Pull out every line of the listing that contains the word "strap", copying each line in full.
******************************
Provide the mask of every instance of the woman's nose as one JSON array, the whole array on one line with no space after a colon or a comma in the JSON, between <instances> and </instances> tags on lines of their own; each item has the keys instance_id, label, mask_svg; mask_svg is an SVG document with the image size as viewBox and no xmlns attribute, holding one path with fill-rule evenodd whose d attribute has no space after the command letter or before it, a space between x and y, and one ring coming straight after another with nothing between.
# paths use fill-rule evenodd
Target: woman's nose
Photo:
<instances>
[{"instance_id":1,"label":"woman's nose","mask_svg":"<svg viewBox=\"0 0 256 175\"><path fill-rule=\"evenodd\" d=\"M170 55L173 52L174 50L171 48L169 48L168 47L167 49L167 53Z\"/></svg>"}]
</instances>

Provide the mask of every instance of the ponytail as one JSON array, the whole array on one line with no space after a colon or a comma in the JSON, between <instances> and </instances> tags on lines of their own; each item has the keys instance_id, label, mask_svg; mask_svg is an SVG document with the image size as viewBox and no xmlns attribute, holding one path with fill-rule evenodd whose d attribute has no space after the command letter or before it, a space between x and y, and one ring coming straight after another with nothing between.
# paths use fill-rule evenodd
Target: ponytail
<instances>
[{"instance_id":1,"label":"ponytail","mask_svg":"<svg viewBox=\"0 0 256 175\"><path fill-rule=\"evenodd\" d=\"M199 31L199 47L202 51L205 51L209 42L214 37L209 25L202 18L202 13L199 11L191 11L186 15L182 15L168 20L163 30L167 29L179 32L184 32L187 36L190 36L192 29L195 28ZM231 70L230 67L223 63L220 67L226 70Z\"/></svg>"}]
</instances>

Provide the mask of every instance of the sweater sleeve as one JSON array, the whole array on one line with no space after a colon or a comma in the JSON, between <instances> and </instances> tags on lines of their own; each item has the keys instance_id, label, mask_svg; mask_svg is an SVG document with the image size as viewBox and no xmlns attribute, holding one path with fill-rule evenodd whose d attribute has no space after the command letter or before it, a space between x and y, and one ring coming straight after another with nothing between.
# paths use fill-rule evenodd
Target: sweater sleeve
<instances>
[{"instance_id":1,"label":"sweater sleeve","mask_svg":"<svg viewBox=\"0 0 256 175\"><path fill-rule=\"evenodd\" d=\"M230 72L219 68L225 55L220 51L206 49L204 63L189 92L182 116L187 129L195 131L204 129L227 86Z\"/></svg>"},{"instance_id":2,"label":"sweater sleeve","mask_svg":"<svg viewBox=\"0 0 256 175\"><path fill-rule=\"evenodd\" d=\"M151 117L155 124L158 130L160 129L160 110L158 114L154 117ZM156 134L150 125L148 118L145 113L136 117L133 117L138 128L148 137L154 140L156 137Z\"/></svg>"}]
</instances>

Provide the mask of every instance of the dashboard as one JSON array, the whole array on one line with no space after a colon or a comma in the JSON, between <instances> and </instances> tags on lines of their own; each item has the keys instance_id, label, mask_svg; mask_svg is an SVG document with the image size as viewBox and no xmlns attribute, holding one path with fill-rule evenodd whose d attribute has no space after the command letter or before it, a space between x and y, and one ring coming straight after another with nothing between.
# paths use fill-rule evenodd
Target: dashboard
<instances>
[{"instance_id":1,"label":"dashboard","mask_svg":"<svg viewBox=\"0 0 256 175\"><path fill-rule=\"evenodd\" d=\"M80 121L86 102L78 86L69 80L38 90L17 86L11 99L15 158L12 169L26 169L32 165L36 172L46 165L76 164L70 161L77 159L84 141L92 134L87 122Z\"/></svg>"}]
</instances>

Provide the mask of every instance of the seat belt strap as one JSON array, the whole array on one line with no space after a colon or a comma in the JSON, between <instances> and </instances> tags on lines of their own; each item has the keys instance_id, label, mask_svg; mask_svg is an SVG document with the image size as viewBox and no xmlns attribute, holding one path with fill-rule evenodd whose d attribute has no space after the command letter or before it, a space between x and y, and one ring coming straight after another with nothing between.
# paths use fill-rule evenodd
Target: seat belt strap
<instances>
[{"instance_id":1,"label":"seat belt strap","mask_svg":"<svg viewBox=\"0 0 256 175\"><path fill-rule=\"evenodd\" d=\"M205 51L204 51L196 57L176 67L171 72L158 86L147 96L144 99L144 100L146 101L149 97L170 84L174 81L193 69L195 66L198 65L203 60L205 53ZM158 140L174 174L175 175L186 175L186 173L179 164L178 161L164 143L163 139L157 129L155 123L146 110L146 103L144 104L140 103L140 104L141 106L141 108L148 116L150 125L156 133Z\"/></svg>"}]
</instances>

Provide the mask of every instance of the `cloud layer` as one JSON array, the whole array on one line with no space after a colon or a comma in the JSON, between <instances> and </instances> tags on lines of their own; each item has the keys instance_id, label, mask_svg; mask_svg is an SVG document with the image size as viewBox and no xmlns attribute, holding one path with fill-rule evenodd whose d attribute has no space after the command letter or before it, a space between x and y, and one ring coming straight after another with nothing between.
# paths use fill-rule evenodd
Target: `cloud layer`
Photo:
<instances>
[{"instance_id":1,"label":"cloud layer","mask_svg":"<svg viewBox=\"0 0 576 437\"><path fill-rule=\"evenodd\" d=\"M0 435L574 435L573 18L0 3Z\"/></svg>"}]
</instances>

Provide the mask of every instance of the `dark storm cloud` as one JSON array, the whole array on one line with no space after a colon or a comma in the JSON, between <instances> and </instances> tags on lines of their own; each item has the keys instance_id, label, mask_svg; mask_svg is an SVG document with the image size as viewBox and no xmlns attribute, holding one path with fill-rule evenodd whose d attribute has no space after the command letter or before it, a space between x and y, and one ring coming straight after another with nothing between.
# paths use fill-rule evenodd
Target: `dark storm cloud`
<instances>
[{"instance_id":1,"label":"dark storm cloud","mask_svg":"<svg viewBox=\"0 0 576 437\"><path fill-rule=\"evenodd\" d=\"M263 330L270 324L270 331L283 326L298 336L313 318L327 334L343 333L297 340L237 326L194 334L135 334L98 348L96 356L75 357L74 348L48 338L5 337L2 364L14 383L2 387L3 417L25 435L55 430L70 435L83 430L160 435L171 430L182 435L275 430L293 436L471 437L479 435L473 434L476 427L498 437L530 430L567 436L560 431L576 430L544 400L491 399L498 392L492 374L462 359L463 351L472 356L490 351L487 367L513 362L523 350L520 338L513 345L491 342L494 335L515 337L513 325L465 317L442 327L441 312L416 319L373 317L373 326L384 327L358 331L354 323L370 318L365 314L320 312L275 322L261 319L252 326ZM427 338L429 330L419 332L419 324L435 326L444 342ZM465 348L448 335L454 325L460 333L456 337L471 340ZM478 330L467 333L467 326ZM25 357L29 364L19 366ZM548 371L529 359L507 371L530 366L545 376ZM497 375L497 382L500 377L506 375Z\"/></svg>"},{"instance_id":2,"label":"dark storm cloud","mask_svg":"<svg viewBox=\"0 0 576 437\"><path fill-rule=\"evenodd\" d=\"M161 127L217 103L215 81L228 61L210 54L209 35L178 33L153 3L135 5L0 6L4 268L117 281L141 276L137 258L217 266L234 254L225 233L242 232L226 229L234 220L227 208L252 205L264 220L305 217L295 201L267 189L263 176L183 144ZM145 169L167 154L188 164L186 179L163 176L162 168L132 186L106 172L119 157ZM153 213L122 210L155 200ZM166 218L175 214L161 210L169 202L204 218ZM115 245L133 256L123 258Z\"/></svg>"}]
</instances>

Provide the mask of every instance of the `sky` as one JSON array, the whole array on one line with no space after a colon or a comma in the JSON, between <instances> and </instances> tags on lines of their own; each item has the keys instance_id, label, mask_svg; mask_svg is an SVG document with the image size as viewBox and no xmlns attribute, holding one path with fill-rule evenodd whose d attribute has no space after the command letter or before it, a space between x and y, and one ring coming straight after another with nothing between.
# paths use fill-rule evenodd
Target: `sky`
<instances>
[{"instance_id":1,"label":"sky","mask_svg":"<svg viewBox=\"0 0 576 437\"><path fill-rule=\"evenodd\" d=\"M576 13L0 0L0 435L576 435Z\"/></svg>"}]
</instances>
******************************
# Solution
Provide the mask of every instance of the seat belt strap as one JSON array, the whole array on one line with no space after a colon or a comma in the JSON, between <instances> and </instances> tags on lines of their own; each item has the keys instance_id, label, mask_svg; mask_svg is an SVG document with the image size as viewBox and no xmlns attribute, holding one path with fill-rule evenodd whose d attribute has no space after the command letter or before it, a space between x and y, and one ring coming straight after another with nothing between.
Target: seat belt strap
[{"instance_id":1,"label":"seat belt strap","mask_svg":"<svg viewBox=\"0 0 256 175\"><path fill-rule=\"evenodd\" d=\"M205 51L204 51L196 57L176 67L171 72L158 86L147 96L144 99L144 100L146 101L149 97L170 84L174 81L193 69L195 66L198 65L203 60L205 53ZM158 140L174 174L175 175L186 175L186 173L179 164L178 161L164 143L163 139L157 129L155 123L146 110L146 103L144 104L140 103L140 104L141 106L141 108L148 116L150 125L156 133Z\"/></svg>"}]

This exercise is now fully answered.